_Assignment_
Gather all lines in the data that hold the string "chandelier".
[Records shown Boundary: Start]
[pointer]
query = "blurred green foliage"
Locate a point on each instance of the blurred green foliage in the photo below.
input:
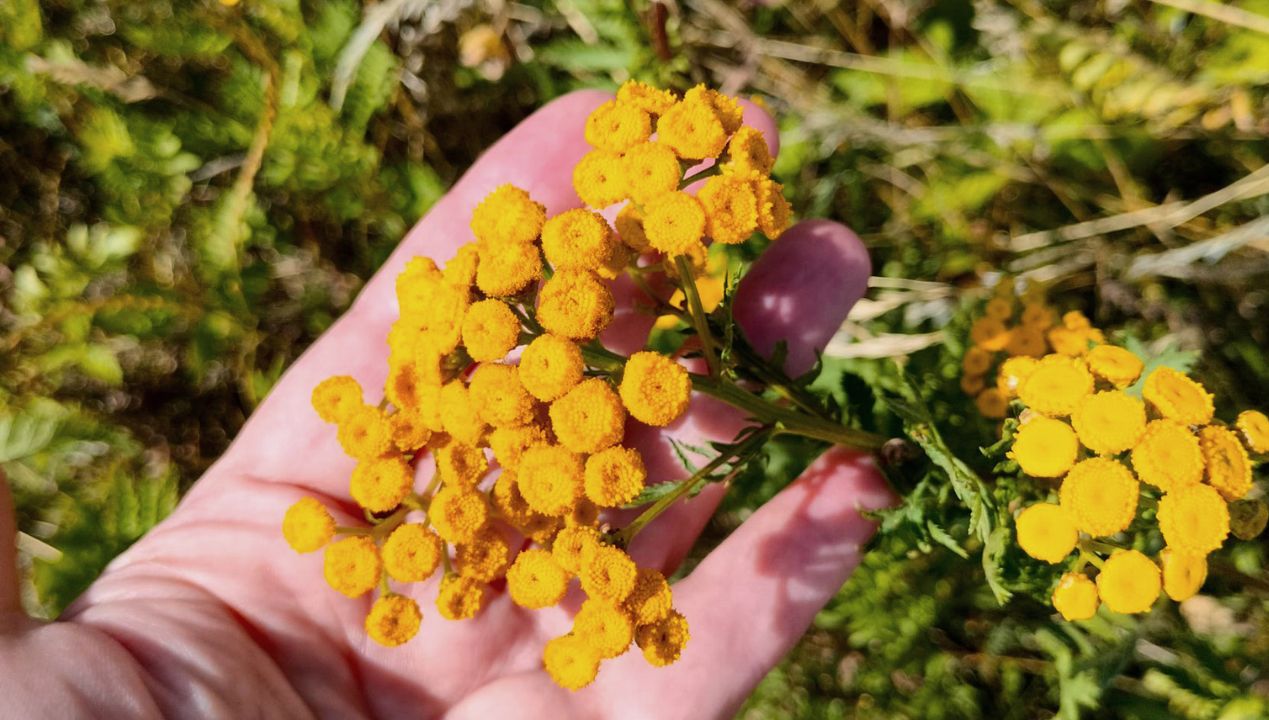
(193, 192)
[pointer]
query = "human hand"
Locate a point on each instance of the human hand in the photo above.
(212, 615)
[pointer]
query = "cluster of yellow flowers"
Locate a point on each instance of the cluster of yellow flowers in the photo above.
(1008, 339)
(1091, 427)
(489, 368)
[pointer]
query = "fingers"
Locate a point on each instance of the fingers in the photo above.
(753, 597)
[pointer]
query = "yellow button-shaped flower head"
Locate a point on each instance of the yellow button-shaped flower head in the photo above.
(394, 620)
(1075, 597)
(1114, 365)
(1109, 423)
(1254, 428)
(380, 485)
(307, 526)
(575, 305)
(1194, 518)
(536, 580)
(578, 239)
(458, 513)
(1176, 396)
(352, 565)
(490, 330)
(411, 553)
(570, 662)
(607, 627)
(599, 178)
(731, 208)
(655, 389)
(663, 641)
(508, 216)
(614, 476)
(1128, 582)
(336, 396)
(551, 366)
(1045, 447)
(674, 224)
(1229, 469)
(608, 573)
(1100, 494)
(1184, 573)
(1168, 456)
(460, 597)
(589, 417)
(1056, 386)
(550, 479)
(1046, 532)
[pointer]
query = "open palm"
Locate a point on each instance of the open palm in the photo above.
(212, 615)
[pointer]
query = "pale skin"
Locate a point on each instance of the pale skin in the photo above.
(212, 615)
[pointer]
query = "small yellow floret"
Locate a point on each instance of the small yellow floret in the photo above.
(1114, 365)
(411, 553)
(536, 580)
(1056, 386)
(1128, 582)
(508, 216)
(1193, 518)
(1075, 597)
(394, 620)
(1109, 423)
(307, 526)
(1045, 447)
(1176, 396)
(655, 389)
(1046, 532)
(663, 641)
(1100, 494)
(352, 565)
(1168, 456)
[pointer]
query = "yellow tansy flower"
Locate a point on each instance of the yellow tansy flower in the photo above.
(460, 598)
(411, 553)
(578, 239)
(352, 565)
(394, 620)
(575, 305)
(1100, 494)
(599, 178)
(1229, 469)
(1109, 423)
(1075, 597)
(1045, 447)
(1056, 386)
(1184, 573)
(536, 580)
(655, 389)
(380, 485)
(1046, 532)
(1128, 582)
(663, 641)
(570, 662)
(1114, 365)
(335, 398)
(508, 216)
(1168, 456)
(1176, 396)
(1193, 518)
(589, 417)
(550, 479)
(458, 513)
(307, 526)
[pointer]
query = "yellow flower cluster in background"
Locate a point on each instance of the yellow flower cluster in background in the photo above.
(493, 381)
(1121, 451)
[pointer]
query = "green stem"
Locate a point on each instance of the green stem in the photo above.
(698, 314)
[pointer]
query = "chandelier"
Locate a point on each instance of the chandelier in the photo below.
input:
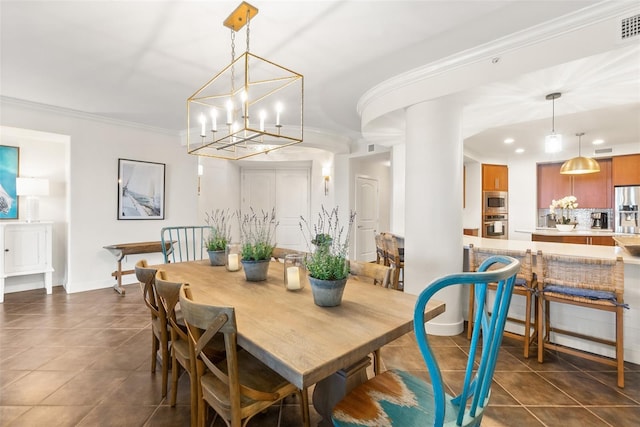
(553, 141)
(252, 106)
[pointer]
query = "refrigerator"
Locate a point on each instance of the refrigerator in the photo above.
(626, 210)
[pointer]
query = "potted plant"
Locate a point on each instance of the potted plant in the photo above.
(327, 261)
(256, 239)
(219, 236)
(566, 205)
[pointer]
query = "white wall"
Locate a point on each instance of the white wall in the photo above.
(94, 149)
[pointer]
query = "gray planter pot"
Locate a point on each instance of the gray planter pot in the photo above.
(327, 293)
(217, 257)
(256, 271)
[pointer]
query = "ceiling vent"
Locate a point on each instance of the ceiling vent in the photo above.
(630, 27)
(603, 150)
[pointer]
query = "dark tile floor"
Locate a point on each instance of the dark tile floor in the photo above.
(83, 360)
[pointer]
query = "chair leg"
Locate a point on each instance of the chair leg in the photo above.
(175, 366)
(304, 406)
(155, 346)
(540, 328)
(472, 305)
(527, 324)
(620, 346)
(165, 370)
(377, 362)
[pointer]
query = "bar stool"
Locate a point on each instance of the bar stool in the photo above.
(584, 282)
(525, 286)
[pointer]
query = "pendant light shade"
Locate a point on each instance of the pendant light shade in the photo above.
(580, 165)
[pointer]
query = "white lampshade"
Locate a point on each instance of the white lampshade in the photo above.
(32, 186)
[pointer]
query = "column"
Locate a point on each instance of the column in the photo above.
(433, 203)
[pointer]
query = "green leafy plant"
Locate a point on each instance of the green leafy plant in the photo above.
[Records shown Boundary: End]
_Problem solution_
query = "chandelier"
Locate a point on each instance of the chandelier in the photo below.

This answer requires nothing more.